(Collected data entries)
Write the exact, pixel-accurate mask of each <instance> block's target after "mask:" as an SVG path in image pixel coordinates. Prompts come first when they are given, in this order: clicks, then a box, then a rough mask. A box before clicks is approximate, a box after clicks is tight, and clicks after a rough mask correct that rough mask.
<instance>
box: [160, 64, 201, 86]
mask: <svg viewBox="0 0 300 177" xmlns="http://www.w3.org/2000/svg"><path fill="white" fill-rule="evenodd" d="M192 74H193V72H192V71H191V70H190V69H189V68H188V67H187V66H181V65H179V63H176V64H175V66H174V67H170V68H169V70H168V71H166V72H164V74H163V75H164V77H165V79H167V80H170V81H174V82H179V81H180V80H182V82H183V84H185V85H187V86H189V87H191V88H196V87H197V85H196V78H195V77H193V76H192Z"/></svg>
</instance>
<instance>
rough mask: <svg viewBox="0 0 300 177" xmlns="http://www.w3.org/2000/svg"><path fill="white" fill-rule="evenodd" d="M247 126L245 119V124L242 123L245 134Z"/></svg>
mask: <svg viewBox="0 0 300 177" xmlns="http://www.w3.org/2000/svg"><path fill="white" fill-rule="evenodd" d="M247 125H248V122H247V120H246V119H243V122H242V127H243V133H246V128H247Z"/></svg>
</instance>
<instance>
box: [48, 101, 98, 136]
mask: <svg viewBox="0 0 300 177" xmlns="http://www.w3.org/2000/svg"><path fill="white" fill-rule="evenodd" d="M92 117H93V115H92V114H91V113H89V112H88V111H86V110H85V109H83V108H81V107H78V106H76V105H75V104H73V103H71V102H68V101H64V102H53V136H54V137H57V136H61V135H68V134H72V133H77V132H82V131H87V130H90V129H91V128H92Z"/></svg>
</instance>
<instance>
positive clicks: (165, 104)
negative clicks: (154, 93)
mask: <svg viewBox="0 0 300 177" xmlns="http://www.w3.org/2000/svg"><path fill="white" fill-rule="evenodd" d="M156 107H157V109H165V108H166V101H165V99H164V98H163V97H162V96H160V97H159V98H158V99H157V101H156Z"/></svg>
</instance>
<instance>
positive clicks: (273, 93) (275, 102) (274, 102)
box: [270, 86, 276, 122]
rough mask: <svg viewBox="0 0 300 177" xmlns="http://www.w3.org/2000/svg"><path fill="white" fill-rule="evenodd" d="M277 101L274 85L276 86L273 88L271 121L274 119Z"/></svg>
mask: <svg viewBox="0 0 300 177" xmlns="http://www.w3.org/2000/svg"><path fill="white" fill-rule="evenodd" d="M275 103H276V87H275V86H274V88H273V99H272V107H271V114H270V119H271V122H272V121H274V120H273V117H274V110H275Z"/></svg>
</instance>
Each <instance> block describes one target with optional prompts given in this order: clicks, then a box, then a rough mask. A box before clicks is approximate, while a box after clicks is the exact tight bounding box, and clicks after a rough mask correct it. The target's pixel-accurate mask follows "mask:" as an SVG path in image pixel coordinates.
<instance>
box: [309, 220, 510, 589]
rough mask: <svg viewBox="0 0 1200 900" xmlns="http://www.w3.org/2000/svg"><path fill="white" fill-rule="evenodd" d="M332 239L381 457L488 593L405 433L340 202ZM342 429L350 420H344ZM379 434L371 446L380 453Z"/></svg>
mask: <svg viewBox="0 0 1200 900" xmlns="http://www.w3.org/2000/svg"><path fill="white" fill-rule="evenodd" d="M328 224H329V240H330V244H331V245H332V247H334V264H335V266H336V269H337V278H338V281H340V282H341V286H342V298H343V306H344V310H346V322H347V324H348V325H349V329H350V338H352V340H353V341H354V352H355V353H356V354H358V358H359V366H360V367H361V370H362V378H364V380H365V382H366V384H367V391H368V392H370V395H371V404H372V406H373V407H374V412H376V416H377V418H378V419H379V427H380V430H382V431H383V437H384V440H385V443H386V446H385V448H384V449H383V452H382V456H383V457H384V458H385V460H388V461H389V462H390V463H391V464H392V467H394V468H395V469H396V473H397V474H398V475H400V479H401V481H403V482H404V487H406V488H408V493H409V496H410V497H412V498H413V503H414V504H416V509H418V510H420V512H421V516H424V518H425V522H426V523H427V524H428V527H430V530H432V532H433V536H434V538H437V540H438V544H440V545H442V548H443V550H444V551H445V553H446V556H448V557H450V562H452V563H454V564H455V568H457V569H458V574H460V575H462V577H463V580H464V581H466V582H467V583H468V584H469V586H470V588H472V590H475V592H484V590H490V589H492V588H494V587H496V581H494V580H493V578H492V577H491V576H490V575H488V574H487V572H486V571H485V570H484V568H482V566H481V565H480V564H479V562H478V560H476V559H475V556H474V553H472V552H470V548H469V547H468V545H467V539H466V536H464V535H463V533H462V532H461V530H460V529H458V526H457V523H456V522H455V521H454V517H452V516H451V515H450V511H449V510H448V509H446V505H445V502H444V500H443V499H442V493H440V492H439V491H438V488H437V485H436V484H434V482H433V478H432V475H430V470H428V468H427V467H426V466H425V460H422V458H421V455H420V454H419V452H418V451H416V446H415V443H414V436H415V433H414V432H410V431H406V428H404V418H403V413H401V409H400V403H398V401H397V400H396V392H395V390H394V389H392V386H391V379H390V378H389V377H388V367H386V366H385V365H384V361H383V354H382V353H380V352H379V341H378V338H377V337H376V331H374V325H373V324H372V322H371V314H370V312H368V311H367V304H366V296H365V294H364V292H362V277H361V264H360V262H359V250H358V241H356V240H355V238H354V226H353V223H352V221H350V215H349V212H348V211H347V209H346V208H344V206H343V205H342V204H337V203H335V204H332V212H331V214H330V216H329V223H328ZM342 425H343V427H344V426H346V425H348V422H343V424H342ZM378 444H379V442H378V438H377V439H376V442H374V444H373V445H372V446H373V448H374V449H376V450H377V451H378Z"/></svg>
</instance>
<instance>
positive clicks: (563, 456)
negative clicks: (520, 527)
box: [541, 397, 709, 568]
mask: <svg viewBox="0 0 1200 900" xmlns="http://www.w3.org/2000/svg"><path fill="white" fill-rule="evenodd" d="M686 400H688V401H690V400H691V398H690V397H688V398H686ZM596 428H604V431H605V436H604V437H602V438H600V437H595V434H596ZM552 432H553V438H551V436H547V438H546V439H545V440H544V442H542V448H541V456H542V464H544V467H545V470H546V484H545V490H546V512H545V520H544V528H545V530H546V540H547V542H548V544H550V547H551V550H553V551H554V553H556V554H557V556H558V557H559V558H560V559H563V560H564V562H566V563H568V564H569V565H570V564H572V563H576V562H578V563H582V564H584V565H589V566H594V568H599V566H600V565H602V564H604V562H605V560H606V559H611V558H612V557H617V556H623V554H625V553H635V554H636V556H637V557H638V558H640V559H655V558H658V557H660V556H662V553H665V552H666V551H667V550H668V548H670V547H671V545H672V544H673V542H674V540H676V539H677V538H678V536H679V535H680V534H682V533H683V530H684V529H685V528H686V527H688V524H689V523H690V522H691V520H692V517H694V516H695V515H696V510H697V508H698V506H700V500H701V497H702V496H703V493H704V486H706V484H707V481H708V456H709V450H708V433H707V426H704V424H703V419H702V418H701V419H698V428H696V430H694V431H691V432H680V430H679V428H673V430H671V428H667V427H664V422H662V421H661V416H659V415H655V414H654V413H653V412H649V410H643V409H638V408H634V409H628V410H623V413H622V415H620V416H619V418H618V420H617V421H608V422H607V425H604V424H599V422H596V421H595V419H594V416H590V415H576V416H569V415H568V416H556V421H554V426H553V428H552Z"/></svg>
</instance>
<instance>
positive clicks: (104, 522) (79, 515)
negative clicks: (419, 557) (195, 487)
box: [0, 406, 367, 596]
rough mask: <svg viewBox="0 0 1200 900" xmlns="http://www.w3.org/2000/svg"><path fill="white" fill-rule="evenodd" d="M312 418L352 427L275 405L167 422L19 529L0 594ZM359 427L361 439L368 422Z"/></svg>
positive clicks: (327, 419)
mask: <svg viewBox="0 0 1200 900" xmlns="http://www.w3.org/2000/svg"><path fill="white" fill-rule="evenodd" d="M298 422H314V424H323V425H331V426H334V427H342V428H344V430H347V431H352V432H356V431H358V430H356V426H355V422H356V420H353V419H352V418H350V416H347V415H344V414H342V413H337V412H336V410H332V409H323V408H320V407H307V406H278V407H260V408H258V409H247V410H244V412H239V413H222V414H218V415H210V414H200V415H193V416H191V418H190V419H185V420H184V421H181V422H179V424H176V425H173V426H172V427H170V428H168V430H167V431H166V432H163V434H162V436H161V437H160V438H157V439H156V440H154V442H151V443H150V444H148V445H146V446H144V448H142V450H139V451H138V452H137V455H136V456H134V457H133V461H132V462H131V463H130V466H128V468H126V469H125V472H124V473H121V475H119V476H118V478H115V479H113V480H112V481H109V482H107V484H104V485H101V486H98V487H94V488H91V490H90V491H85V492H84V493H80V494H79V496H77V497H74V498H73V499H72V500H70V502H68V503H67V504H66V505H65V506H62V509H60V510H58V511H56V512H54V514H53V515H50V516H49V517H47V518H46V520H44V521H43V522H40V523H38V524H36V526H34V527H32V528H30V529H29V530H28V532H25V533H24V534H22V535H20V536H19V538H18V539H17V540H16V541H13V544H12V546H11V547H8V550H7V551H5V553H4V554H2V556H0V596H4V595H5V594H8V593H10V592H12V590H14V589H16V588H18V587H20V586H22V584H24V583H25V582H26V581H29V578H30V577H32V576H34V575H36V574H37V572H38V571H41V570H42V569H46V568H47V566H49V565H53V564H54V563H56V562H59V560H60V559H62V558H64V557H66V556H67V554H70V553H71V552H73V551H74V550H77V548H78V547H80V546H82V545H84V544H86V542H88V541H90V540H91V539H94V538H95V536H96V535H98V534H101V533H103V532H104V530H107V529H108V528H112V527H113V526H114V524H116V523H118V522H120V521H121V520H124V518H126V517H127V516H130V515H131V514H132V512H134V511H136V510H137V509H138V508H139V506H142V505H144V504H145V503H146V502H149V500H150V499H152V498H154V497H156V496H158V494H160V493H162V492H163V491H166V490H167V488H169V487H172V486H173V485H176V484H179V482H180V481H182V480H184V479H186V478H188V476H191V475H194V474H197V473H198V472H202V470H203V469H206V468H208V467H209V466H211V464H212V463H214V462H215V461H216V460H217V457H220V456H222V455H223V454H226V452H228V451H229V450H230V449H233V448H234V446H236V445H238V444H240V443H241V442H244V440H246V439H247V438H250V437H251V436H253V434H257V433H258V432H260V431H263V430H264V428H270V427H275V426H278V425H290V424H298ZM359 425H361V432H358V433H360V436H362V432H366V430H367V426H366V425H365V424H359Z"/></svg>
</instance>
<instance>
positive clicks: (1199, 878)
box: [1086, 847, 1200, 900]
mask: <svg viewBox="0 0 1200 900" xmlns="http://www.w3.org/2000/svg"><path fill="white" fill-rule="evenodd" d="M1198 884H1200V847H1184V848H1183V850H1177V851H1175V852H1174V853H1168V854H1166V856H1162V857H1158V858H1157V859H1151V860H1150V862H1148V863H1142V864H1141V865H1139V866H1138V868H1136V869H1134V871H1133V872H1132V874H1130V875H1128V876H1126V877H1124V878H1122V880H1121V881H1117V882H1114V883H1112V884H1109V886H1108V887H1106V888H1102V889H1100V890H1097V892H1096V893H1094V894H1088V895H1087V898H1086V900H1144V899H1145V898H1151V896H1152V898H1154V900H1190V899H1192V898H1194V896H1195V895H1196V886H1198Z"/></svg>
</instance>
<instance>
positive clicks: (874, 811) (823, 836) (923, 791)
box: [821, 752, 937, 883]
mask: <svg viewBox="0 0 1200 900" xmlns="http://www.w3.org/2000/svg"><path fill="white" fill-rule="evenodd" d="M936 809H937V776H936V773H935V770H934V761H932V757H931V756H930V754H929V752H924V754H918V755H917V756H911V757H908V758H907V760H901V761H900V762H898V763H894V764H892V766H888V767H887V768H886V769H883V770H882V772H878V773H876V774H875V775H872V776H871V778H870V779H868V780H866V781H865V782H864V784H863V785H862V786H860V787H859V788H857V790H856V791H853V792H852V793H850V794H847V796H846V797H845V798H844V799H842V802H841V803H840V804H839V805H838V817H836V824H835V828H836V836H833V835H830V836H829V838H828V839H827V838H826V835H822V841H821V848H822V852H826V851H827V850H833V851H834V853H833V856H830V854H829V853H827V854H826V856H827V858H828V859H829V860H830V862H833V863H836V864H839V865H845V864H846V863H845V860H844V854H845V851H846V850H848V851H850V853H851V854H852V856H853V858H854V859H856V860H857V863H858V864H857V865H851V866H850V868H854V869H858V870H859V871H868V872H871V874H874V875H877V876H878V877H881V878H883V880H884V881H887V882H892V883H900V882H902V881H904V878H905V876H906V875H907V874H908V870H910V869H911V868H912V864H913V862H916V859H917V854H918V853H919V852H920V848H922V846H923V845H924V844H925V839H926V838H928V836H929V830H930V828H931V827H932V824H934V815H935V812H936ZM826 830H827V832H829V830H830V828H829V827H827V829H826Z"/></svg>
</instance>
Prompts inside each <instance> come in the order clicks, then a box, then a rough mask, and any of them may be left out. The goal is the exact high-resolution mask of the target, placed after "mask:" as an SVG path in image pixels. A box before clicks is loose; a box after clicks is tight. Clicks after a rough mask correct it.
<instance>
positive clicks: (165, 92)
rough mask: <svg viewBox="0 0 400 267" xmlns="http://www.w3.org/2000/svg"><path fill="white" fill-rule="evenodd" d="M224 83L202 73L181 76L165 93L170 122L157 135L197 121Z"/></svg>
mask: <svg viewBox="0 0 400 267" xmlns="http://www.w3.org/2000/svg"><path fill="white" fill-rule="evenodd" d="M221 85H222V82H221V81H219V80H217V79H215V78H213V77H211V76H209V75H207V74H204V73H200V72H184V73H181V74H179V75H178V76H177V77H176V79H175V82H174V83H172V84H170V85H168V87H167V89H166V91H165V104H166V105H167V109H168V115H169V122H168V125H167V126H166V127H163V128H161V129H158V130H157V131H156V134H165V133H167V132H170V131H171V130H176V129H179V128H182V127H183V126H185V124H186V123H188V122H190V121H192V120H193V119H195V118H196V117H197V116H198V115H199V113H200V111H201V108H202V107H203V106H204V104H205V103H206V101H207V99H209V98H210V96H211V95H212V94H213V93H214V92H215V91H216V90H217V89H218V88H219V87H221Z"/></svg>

Task objective =>
Rewrite everything from the start of the listing down to the line containing "box: [270, 86, 276, 122]", changing "positive clicks" to "foreground clicks" and keeping all else the same.

Exercise answer =>
Write the exact, pixel-accurate mask of each <instance> block's target after "mask:" as an SVG path in image pixel coordinates. Prompts come first when they are given, in this order: clicks, then a box, then a rough mask. A box before clicks is approximate, a box after clicks is tight, and clicks after a rough mask correct that rough mask.
<instance>
box: [160, 64, 201, 86]
mask: <svg viewBox="0 0 300 177" xmlns="http://www.w3.org/2000/svg"><path fill="white" fill-rule="evenodd" d="M192 74H193V72H192V71H191V70H190V69H189V68H188V67H187V66H181V65H179V63H176V64H175V66H174V67H170V68H169V70H168V71H166V72H164V74H163V75H164V77H165V79H167V80H170V81H174V82H179V81H180V80H182V82H183V84H185V85H187V86H189V87H191V88H196V87H197V85H196V78H195V77H193V76H192Z"/></svg>
</instance>
<instance>
rough mask: <svg viewBox="0 0 300 177" xmlns="http://www.w3.org/2000/svg"><path fill="white" fill-rule="evenodd" d="M247 126L245 119V124L242 123L245 134Z"/></svg>
mask: <svg viewBox="0 0 300 177" xmlns="http://www.w3.org/2000/svg"><path fill="white" fill-rule="evenodd" d="M247 125H248V122H247V120H246V119H243V122H242V127H243V133H246V128H247Z"/></svg>
</instance>
<instance>
box: [48, 101, 98, 136]
mask: <svg viewBox="0 0 300 177" xmlns="http://www.w3.org/2000/svg"><path fill="white" fill-rule="evenodd" d="M92 117H93V115H92V114H91V113H89V112H88V111H86V110H85V109H83V108H81V107H78V106H76V105H75V104H73V103H71V102H68V101H64V102H53V136H54V137H57V136H61V135H68V134H72V133H77V132H82V131H87V130H90V129H91V128H92Z"/></svg>
</instance>
<instance>
foreground clicks: (165, 104)
negative clicks: (154, 93)
mask: <svg viewBox="0 0 300 177" xmlns="http://www.w3.org/2000/svg"><path fill="white" fill-rule="evenodd" d="M156 107H157V109H165V108H166V101H165V99H164V98H163V97H162V96H160V97H159V98H158V99H157V101H156Z"/></svg>
</instance>
<instance>
foreground clicks: (273, 93) (275, 102) (274, 102)
box: [270, 86, 276, 122]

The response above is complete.